Workplace harassment isn’t illegal unless it is harassment because of some protected characteristic (sex, race, age, religion, national origin, disability, or any other class protected by law). Generalized workplace bullying or other mistreatment is not illegal unless it falls into one of those categories. Indeed, as the Supreme Court has repeatedly reminded us, workplace discrimination laws are not “a general civility code.”
For example, consider Tennessee’s Healthy Workplace Act. It encourages anti-bullying and respectful workplace policies by granting immunity to an employer from lawsuits alleging negligent or intentional infliction of emotional distress if that employer adopts such a policy. Tennessee even provides a Model Abusive Conduct Prevention Policy [pdf].
As originally drafted, Tennessee’s law only applied to public employers. Last week, Tennessee amended it to apply to all employers in that state.
Bravo to Tennessee for taking a stand against abusive bosses and other bullies at work. But also, how sad that we need a law to tell employees to treat each other like, well, like people.
The [Insert Entity Name] is firmly committed to a workplace free from abusive conduct as defined herein. We strive to provide high quality products and services in an atmosphere of respect, collaboration, openness, safety and equality. All employees have the right to be treated with dignity and respect.
The policy prohibits employees from:
- Repeated verbal abuse in the workplace, including derogatory remarks, insults, and epithets;
- Verbal, nonverbal, or physical conduct of a threatening, intimidating, or humiliating nature in the workplace; or
- The sabotage or undermining of an employee’s work performance in the workplace.
--------------------------------
> **Directive 1**
List the protected characteristics that the workplace harassment text names as examples.
> **Directive 2**
From the workplace harassment text, write out the passage that begins with the words containing "Workplace harassment isn’t" and ends with "Prevention Policy [pdf].".

Records:
--------------------------------
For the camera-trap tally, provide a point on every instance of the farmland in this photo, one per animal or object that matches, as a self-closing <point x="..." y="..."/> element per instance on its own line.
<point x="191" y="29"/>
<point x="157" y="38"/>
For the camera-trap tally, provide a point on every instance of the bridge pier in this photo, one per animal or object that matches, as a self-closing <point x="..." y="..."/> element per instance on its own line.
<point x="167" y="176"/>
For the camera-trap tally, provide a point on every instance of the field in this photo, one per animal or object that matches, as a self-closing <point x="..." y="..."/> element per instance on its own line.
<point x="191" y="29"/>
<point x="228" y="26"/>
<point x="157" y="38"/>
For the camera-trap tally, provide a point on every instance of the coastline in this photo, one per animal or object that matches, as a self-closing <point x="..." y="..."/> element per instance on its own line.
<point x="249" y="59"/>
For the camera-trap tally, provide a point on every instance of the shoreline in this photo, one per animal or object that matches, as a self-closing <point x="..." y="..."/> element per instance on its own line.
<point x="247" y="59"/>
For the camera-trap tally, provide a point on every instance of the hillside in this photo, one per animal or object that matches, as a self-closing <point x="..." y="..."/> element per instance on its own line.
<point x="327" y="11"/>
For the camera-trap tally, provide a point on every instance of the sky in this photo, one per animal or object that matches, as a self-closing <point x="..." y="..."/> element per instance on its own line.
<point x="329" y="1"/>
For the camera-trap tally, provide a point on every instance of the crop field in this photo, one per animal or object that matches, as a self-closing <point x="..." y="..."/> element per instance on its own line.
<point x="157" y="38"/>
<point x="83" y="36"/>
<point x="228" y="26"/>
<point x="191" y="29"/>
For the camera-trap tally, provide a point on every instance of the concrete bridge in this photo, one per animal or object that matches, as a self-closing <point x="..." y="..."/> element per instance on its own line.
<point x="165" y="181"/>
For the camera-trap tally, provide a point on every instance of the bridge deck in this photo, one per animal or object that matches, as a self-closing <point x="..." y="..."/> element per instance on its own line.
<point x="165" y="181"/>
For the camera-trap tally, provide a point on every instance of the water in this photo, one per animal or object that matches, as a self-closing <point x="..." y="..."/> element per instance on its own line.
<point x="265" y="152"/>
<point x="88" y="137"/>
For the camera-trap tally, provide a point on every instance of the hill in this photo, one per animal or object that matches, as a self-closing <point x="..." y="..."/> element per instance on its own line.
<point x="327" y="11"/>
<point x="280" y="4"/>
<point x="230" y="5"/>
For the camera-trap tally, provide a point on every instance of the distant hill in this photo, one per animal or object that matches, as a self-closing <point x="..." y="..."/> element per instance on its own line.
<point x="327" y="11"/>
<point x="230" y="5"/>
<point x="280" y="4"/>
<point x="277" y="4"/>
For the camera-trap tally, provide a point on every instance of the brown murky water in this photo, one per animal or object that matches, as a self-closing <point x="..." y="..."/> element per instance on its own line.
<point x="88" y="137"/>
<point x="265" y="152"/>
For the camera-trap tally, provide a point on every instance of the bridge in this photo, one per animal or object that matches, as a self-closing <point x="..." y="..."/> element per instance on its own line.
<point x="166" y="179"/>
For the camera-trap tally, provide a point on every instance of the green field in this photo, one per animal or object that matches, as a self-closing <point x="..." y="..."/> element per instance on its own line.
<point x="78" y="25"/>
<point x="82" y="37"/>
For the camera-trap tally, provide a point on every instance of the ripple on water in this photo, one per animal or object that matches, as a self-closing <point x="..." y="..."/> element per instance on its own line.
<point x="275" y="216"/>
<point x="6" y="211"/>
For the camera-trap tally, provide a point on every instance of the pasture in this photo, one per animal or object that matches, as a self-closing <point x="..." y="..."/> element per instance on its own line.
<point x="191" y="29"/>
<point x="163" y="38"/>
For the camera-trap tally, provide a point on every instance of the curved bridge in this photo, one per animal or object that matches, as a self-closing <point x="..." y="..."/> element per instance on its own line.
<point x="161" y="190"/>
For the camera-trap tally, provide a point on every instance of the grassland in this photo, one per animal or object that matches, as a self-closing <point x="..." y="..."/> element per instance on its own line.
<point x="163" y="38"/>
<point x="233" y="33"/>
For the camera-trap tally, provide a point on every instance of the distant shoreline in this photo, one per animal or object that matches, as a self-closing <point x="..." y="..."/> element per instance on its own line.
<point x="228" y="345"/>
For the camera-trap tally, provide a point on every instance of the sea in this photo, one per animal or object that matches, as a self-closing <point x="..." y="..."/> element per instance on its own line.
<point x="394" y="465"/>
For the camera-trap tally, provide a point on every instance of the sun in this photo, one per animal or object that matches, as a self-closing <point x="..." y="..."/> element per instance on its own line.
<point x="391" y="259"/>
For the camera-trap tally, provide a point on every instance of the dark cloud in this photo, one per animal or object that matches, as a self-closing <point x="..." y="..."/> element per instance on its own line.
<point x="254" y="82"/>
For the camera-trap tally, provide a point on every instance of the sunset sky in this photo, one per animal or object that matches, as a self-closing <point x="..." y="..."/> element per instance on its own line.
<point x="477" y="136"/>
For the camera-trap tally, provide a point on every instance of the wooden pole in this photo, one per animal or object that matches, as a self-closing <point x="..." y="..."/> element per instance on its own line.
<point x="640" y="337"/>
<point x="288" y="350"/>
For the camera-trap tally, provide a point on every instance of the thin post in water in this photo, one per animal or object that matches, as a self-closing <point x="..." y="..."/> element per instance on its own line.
--------------------------------
> **Correct result 1**
sex, race, age, religion, national origin, disability

> **Correct result 2**
Workplace harassment isn’t illegal unless it is harassment because of some protected characteristic (sex, race, age, religion, national origin, disability, or any other class protected by law). Generalized workplace bullying or other mistreatment is not illegal unless it falls into one of those categories. Indeed, as the Supreme Court has repeatedly reminded us, workplace discrimination laws are not “a general civility code.”
For example, consider Tennessee’s Healthy Workplace Act. It encourages anti-bullying and respectful workplace policies by granting immunity to an employer from lawsuits alleging negligent or intentional infliction of emotional distress if that employer adopts such a policy. Tennessee even provides a Model Abusive Conduct Prevention Policy [pdf].